#### [Task A]
Return the rows starting at the line containing "Pass-network tagging: label the metal information" and ending at the line containing "[(102, 255)]", copying each line unchanged.

#### [Document segment]
....

When we attempt to articulate our own identities, our views or perspectives on the good with respect to which we identity ourselves, we seek to articulate the boundaries of our selves with respect to the boundaries of the various goods that comprise moral space. We seek to describe our position relative to the various goods and the various modes of life available to us. Language is, therefore, another “transcendental condition” of moral agency, another condition that must obtain if we are to be capable of engaging in “strong evaluation.”

The dependence of strong evaluation and, thereby, moral agency on language carries with it a dependence on the acquisition of language, which is a social activity. If we are to express ourselves properly in language, we must have an understanding of the meaning of the terms we would use, and that, in turn, requires that we acquire an inventory of terms of strong evaluation — terms that are contrastively, or systematically, inter-related. We are introduced to that lexicon by our originating linguistic community.

We are initiated into moral space and oriented therein by our originating linguistic community. Through its various practices — e.g., the physical proximity within which people stand in relationship to each other, the way people treat one another, the use of intimidation or violence, the tone of voice, and, of course, the words spoken — our moral identities begin to take shape. Just as we learn to recognize the differences between our bodies, the bodies of other persons, and objects in space, so we learn to recognize differences between family, friends, and strangers, and we recognize the different ways in which people interact with each other depending on their relationships, the contexts in which they find themselves, etc. One comes to understand the way in which people differentiate themselves from one another, and that differentiation is articulated in language.

....

#### [Information shown]

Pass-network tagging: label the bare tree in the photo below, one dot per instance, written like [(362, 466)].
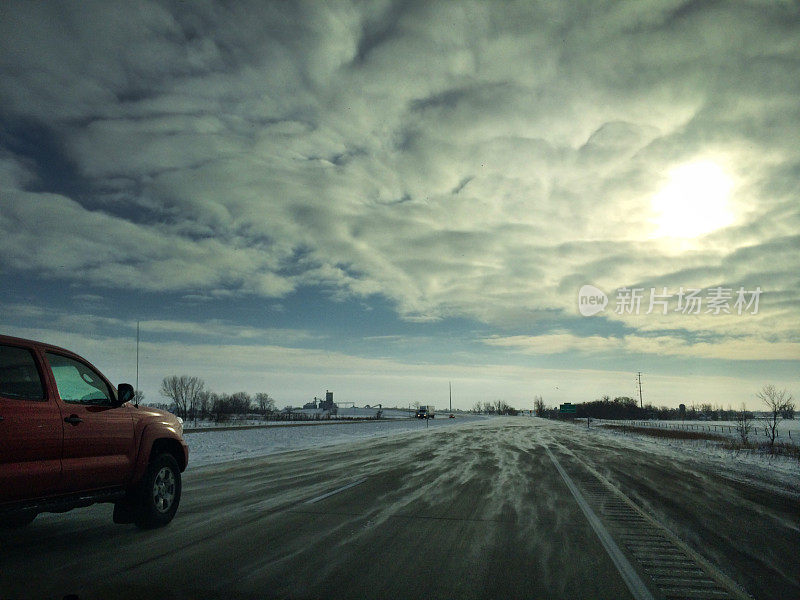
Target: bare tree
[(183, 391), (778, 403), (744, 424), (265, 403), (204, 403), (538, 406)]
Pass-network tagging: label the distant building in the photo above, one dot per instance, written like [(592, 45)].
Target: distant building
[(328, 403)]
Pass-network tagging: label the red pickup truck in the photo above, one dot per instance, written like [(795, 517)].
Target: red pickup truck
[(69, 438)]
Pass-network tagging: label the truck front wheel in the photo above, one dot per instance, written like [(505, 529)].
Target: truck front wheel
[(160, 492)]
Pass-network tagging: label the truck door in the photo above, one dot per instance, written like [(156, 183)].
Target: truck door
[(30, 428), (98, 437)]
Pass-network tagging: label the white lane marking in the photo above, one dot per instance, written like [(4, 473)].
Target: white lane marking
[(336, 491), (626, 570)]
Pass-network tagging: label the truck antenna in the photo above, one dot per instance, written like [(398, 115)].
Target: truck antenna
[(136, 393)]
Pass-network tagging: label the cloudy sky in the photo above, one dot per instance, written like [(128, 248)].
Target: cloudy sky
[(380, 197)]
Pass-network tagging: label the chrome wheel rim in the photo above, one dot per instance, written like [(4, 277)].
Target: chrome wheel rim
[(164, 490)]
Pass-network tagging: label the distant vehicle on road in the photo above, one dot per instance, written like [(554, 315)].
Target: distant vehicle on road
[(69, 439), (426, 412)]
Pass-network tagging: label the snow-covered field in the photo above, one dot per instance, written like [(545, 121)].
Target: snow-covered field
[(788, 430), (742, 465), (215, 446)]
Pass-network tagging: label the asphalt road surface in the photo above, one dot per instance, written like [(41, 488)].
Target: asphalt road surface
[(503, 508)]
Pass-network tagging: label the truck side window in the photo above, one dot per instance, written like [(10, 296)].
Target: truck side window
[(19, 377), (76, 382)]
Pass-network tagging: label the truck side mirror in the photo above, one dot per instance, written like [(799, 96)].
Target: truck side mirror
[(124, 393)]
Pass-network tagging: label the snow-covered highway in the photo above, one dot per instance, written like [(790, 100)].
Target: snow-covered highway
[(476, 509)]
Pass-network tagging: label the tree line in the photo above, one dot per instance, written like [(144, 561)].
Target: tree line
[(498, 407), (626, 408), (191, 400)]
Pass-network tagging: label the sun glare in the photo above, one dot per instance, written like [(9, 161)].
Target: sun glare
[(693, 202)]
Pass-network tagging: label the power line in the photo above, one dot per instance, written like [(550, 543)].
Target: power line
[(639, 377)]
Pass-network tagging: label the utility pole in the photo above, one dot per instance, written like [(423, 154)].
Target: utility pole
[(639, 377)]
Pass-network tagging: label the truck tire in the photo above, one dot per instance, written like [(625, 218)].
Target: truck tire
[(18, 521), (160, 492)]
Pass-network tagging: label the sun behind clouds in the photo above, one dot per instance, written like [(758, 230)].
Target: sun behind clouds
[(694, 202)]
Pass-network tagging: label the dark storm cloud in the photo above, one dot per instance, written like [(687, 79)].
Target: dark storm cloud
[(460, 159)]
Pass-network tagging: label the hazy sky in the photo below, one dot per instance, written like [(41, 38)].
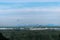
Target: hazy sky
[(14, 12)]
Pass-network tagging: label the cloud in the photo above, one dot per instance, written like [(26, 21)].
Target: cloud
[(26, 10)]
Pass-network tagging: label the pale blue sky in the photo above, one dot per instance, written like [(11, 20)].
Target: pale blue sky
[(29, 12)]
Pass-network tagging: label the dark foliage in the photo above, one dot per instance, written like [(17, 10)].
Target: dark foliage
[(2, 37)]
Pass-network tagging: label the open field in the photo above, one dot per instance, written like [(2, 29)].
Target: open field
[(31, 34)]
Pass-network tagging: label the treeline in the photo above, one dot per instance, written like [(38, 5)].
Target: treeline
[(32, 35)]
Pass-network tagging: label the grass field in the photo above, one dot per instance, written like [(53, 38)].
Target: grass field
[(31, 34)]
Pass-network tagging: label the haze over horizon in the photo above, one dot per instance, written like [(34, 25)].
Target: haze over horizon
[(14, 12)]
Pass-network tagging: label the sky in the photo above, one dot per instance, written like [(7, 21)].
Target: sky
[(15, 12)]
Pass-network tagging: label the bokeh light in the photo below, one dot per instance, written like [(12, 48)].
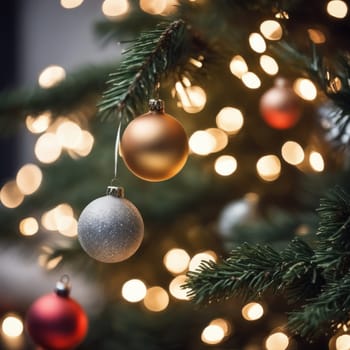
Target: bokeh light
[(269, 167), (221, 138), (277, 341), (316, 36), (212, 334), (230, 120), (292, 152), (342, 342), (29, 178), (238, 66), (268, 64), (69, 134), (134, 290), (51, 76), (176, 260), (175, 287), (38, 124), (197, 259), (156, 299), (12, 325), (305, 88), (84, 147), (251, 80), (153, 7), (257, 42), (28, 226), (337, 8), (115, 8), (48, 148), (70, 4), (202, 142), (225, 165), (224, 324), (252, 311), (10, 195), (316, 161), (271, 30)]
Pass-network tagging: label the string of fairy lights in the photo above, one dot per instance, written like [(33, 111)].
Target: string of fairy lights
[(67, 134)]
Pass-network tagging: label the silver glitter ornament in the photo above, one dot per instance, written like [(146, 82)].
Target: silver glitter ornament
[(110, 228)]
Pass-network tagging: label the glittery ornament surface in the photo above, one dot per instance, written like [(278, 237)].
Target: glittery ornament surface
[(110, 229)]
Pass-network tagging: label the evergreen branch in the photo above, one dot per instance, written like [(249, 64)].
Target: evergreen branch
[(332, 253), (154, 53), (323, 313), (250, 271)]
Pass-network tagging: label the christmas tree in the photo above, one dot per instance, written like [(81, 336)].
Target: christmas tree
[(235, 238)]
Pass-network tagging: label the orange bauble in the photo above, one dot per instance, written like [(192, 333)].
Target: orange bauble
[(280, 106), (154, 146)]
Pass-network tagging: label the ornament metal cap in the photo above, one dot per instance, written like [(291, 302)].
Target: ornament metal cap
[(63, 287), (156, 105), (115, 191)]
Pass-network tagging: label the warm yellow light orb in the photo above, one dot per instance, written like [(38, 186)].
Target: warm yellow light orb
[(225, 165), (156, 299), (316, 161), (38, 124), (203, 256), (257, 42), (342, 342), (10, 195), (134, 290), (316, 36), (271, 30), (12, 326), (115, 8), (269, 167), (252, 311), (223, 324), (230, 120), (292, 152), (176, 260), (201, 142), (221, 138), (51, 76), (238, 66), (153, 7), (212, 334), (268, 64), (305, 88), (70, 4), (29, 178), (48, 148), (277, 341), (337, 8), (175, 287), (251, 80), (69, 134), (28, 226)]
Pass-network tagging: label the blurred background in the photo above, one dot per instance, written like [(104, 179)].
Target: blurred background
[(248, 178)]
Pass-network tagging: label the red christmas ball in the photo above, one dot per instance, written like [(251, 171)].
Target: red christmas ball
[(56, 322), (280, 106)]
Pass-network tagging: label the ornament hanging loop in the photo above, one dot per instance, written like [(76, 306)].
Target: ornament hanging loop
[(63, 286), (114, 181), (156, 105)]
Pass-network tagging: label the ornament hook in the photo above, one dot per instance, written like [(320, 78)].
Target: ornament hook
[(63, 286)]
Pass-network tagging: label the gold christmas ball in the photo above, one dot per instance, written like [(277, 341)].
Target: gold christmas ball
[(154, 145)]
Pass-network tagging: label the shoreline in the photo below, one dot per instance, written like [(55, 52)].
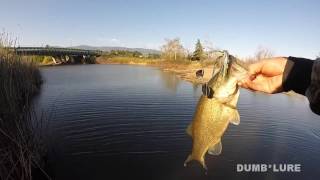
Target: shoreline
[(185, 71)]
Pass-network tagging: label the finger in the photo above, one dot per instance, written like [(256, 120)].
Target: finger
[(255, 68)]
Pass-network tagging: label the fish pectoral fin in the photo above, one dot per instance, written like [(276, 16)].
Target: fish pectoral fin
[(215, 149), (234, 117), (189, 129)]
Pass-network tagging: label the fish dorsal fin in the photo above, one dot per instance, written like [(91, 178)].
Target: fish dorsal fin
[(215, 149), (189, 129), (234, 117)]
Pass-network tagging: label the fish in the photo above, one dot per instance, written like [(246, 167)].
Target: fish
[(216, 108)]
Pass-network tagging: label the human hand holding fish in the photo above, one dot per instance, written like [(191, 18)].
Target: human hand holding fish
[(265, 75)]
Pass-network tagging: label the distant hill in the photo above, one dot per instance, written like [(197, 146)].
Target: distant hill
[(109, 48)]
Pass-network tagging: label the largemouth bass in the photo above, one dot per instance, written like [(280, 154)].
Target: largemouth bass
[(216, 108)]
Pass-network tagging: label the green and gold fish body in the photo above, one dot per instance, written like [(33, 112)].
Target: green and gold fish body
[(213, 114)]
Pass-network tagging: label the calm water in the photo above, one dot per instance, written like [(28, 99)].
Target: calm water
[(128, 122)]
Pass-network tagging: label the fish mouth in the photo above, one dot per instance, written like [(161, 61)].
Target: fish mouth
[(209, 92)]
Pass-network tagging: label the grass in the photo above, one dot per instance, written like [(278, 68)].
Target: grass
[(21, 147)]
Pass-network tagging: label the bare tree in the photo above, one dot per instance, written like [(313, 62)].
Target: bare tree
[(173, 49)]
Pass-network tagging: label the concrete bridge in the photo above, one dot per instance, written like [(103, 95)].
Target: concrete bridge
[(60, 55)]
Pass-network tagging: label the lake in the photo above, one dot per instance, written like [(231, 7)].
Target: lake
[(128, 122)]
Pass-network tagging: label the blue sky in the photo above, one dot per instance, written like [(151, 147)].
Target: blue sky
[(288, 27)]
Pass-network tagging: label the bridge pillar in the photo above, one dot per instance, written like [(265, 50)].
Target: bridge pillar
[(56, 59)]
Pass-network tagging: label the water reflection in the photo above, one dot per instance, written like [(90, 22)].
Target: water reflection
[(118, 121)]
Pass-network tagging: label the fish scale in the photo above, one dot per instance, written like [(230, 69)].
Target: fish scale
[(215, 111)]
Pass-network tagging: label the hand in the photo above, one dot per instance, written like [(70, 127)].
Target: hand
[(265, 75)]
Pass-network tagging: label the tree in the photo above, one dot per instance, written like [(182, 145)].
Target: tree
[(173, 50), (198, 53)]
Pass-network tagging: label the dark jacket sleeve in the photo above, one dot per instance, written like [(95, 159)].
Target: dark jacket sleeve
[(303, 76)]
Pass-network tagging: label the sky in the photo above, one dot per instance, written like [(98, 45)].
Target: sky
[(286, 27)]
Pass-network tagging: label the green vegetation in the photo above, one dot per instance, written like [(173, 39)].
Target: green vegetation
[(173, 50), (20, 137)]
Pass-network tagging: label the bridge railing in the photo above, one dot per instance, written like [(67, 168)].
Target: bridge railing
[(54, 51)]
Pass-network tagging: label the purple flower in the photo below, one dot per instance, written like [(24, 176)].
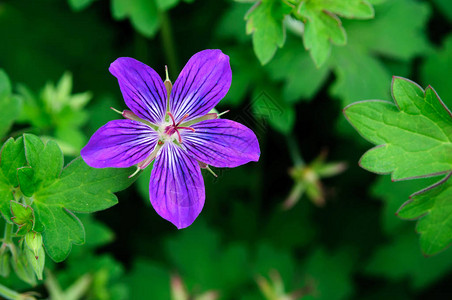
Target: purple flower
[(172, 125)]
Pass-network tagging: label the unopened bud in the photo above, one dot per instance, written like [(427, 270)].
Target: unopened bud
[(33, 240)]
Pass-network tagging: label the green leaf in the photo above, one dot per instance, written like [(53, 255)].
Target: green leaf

....

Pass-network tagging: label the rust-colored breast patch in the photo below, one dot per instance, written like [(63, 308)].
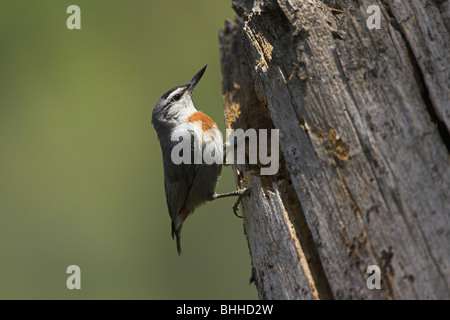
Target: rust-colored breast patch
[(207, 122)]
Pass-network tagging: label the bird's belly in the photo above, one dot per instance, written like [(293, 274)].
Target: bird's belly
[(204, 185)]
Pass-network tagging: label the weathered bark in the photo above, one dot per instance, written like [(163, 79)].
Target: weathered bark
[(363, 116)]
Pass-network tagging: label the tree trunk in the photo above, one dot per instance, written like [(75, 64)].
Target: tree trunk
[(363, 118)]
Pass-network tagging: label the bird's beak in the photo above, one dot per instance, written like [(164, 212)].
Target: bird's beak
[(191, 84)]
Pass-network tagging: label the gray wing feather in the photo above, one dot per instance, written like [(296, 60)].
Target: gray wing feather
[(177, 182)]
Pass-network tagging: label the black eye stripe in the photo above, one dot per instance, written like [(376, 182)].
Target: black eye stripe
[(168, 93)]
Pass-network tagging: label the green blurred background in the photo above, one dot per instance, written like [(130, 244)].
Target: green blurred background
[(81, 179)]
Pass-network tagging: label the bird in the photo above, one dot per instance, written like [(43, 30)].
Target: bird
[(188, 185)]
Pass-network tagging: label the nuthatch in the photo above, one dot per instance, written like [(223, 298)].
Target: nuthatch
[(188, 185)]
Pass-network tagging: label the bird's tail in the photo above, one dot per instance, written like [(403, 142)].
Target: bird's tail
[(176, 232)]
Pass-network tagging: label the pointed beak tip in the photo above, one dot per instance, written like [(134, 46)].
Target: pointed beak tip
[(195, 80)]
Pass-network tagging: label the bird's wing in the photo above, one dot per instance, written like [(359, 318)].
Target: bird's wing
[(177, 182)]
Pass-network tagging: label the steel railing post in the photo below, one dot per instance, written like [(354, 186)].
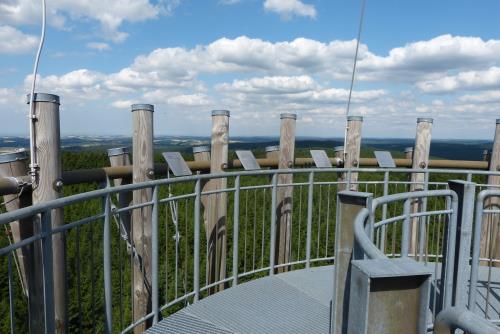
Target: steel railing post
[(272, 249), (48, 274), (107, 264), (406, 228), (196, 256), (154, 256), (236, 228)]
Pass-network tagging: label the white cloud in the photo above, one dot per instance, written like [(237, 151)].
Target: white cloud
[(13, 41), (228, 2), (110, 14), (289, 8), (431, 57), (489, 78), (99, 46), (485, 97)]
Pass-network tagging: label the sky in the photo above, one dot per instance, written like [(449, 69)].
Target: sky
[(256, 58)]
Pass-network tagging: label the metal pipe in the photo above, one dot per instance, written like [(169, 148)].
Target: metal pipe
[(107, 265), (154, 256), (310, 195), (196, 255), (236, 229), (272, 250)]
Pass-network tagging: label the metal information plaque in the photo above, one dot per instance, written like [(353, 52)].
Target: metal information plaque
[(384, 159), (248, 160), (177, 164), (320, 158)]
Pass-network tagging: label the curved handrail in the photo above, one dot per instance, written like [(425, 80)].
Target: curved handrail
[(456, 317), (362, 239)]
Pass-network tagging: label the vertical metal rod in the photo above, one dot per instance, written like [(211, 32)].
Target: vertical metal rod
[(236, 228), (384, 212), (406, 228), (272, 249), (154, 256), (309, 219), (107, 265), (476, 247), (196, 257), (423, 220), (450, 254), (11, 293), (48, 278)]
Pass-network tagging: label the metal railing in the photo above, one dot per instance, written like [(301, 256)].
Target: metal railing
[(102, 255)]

....

#### [Task B]
In the passage on moral identity and language, what introduces us to the lexicon of terms of strong evaluation?

#### [Correct answer A]
Pass-network tagging: label the metal information plaque in the photo above, one dot per instance, written like [(353, 52)].
Target: metal information plaque
[(384, 159), (248, 160), (177, 164), (320, 158)]
Pass-network tagging: label the curved handrail in the photo above, one dot per instance, written like [(425, 80)].
Target: curved handrail
[(456, 317), (362, 239)]
Pass-network tagging: label the vertical metal rod in the photo above, one dot per instance, written like [(211, 32)].
Target: vertical metal rod
[(236, 228), (384, 212), (406, 228), (272, 249), (154, 256), (309, 219), (107, 265), (476, 247), (196, 257), (423, 220), (450, 254), (11, 293), (48, 278)]
Pass-network tagging: label the metal railing in the photo above, one dot per instance, written like [(301, 256)].
Target: metal railing
[(102, 255)]

#### [Correct answer B]
Our originating linguistic community.